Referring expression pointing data
—————

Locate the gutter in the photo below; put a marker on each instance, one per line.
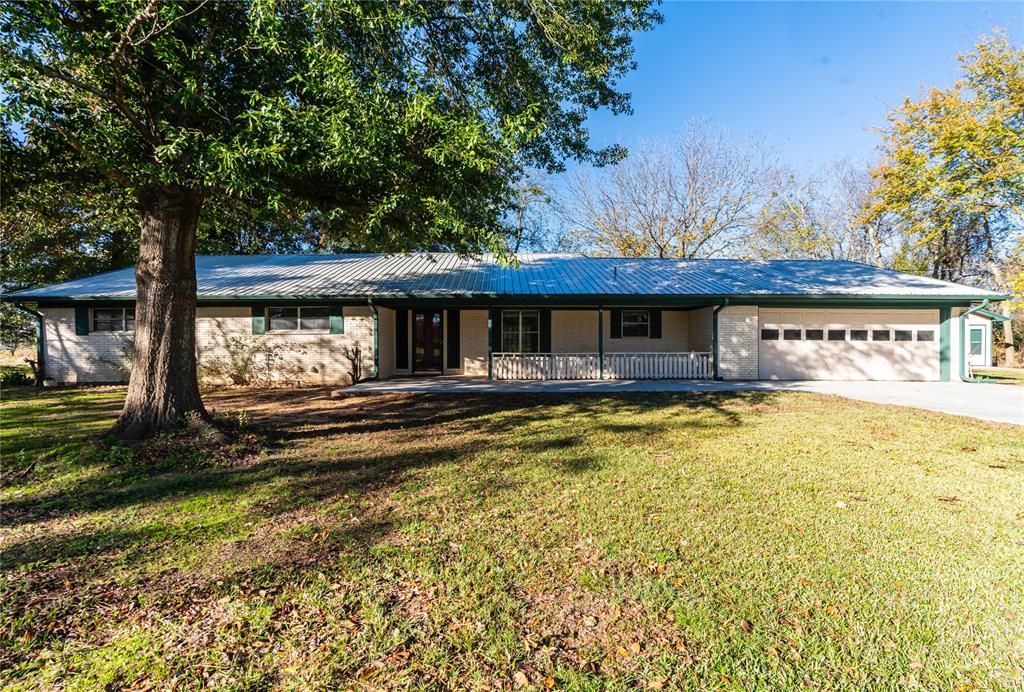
(40, 347)
(714, 338)
(962, 354)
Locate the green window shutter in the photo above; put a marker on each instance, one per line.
(400, 338)
(82, 321)
(259, 319)
(545, 331)
(616, 323)
(655, 323)
(337, 319)
(455, 354)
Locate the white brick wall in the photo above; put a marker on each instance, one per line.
(737, 342)
(574, 332)
(307, 357)
(701, 331)
(71, 358)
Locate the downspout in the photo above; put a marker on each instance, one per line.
(714, 338)
(962, 355)
(40, 346)
(377, 340)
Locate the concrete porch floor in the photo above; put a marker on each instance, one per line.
(1001, 403)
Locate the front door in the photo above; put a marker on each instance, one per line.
(427, 341)
(977, 347)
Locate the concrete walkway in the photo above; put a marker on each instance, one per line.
(1001, 403)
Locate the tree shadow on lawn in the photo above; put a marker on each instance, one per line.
(322, 450)
(426, 430)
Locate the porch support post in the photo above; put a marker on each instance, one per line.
(944, 343)
(491, 350)
(714, 339)
(377, 340)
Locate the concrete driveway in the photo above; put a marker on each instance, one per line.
(1001, 403)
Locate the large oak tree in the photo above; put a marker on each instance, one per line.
(396, 125)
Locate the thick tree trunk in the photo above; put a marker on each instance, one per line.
(163, 391)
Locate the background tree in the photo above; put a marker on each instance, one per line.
(952, 173)
(530, 211)
(693, 198)
(821, 217)
(398, 125)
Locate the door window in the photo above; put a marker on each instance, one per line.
(977, 340)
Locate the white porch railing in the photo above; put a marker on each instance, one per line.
(587, 365)
(546, 366)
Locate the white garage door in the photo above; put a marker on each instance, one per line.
(818, 344)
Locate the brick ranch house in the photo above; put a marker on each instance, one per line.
(323, 318)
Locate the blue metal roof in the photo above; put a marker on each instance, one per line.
(445, 274)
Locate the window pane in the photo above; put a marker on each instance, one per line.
(636, 330)
(636, 323)
(530, 320)
(530, 342)
(510, 331)
(977, 340)
(636, 316)
(108, 320)
(314, 317)
(284, 317)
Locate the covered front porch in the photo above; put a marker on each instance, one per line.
(539, 343)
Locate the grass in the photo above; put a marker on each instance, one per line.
(1001, 376)
(733, 541)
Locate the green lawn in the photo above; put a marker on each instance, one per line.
(735, 541)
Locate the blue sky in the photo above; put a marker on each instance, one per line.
(812, 78)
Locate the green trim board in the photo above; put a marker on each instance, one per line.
(994, 316)
(566, 301)
(945, 321)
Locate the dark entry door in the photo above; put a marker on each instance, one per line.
(427, 341)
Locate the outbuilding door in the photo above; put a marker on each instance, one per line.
(821, 344)
(978, 346)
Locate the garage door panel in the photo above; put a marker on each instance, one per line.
(850, 359)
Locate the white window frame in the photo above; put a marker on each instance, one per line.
(124, 319)
(623, 321)
(298, 318)
(519, 332)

—————

Task description: Beginning with the line that contains "Locate the white porch", repeat every line through the end of the records and nothing more.

Response area:
Locate the white porch railing in the photo above; put a marker on each instance, one per line.
(587, 365)
(546, 366)
Locate the white garage door in the photo above; put a marker on each instance, one per line.
(818, 344)
Locate the brick ranch house in the photo above; put a marker on each instance, one per line.
(323, 318)
Locate the blue metal roof in the photo above; put a marker on each instance, one per line.
(445, 274)
Locate the window pane in the photo above; put a marker on each instance, one per line.
(636, 330)
(636, 323)
(530, 320)
(530, 342)
(510, 331)
(977, 340)
(636, 316)
(108, 320)
(314, 317)
(284, 317)
Locate the covered front porch in the photo above; put a marker on each instance, one per line.
(539, 343)
Locate the grass in the photo above; put a marker on each instance, one per line.
(1001, 376)
(733, 541)
Locate the green lawn in the photo above; put a marker on each instance, one per line.
(735, 541)
Locate the blue sky in the photo above; put a marker on each instance, one per line.
(812, 78)
Locate the green trim board in the photo above; put a marker on each instance, one per line.
(994, 316)
(566, 301)
(945, 321)
Locate the dark entry door in the photo above; put a marker on each instance, one per line.
(427, 341)
Locate the outbuilding door in the photo above; put a marker on each instance, one per line.
(821, 344)
(978, 346)
Locate the garage door panel in the photo above; put a marker on each instance, one per line.
(850, 359)
Locate the white window frame in the photo above; put a marker on each instance, one per line.
(124, 319)
(623, 321)
(298, 318)
(519, 332)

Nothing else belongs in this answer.